* [YOUR GOAL]:
Continue the news item on the committee report calling for a Secretary of State for Equalities and Levelling Up, starting after its final sentence.

* [PASSAGE FOR REVIEW]:
::::::::::

Call for Secretary of State for Equalities and Levelling Up

A Women and Equalities Committee report criticises the Government’s approach to equalities during the pandemic and calls for the creation of a Secretary of State for Equalities and Levelling Up.

Getting more women into Parliament

 

The Government must create a new Cabinet level Secretary of State for Equalities and Levelling Up to ensure hard-won progress on equality issues doesn’t go into decline after the pandemic, according to a report from the House of Commons’ Women and Equalities Committee.

The report, Levelling Up and equality: a new framework for change, is based on an inquiry into the structures and mechanisms that support the Government Equalities Office [GEO] in fulfilling its responsibilities.

It comes after a YouGov poll showing that 93% of respondents could not name Liz Truss as the current Women and Equalities Minister; 59% of respondents had not heard of the GEO; only 2% had both heard of the GEO and knew a lot about its work; 76% had not heard of the Cabinet Office’s Equality Hub; only 1% had both heard of the Equality Hub and knew a lot about its work; and 67% had not heard anything about the Government’s work to address equalities issues during the pandemic.

The report says that hard-won progress on important equality issues could fall by the wayside after Covid as long as the additional role of Women and Equalities Minister is given to Secretaries of State with all-encompassing, non-complementary ‘day jobs’.

It states that a new full-time Cabinet post could drive the Levelling Up agenda and a new pan-equalities strategy, backed up by annual Action Plans with tangible objectives, focusing on issues faced by people with protected characteristics recognised in the Equality Act 2010.

The Committee calls for a refreshed approach to engaging with stakeholders and says the Government should invite the Equality and Human Rights Commission to lead a programme of stakeholder engagement with an aim of better understanding varied perspectives on the most difficult balanced rights debates.

It also expresses the Committee’s “deep disappointment” with the Government’s engagement with its scrutiny, including the failure of Government ministers to attend oral evidence sessions.

::::::::::

* [ENTRIES SHOWN]:

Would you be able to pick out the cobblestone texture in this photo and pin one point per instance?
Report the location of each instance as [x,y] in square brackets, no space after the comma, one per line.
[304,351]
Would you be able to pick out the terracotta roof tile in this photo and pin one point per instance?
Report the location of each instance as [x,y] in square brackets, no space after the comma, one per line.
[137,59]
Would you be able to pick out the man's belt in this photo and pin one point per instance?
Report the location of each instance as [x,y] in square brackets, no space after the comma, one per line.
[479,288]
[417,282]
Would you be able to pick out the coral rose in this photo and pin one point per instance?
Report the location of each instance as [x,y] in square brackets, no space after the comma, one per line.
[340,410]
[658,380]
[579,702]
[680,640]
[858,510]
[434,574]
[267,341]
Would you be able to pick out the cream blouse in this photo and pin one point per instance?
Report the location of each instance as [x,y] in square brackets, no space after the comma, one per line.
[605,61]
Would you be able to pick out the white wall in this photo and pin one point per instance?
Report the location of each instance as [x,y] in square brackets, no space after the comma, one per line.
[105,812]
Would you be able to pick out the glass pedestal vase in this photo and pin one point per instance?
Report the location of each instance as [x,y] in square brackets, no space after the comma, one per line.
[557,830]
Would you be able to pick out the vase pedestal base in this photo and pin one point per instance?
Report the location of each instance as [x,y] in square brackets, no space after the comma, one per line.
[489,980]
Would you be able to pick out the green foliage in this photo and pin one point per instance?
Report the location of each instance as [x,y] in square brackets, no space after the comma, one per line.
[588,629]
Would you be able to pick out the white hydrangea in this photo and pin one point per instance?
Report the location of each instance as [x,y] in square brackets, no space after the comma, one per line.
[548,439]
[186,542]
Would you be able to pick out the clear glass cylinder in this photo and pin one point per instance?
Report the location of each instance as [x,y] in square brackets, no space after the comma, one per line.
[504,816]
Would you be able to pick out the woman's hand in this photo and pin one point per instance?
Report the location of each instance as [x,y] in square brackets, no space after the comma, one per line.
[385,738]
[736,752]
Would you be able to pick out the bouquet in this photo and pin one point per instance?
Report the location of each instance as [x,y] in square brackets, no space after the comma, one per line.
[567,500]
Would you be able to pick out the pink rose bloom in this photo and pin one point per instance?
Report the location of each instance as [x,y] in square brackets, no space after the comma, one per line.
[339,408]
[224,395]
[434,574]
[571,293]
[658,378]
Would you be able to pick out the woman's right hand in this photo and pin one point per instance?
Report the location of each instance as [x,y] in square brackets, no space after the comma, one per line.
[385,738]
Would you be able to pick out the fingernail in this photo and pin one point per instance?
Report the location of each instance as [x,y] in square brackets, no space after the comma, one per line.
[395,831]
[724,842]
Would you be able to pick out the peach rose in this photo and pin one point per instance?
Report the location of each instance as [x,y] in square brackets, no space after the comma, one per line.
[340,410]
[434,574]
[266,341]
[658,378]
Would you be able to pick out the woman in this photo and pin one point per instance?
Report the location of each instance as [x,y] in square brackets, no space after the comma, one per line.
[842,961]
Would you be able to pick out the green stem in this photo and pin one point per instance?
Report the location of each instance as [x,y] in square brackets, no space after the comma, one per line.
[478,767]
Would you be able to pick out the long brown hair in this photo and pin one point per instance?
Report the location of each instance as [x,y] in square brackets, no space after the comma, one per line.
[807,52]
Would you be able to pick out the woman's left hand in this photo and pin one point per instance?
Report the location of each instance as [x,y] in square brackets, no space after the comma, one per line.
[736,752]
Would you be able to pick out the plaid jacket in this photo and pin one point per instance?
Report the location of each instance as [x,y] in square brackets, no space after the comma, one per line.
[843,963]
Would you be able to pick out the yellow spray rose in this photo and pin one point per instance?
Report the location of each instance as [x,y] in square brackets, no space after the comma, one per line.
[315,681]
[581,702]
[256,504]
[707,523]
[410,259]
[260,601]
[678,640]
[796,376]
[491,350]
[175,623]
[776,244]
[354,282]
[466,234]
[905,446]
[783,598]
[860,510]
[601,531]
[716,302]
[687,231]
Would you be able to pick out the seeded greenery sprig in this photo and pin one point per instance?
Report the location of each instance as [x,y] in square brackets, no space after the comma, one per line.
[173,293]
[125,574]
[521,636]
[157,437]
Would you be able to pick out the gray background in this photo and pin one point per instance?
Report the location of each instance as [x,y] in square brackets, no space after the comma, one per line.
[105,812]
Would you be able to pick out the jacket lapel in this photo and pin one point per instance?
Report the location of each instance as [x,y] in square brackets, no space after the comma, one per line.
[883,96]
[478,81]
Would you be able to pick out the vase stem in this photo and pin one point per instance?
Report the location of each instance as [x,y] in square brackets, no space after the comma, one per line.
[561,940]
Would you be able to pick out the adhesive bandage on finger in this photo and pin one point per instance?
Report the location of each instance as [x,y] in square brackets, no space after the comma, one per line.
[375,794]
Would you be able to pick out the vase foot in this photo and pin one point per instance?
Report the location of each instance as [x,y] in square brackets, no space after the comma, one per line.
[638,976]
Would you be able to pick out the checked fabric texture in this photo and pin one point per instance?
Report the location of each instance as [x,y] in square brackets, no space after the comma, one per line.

::::::::::

* [ANSWER BELOW]:
Other recommendations include calls for greater transparency on the staffing and funding of the existing ‘Equality Hub’, which consists of the Government Equalities Office, Race Disparity Unit, Disability Unit and, since April 2021, the Social Mobility Commission; for the Equality Hub to publish annual Action Plans which detail which specific and measurable steps it will take to meet strategic targets; and for equality issues to be included in the Covid-19 public inquiry and in planning for future crises.

Caroline Nokes, Chair of the Committee, said: Just this week, the Minister for Women and Equalities was unable to attend Women and Equalities questions in the chamber because of conflicting commitments as the new Foreign Secretary. It is obvious that the current set-up of Cabinet leaves no space or time to really address inequality in the UK. By effectively treating the role of Women and Equalities Minister as a side-hustle, the Government is demonstrating its lack of willingness to invest energy in creating change. It’s 2021, and high time that the role is given the heft and resource needed to address important, long-established equality issues.

“The Government’s ‘levelling up’ agenda must not be at the expense of tackling wider inequality, and the new role should address longstanding issues such as race and sexual orientation with the same importance it affords to geographical inequality. The Government must recognise the inequalities laid bare by the pandemic, and see this as a turning point to demonstrate its willingness to tackle them.”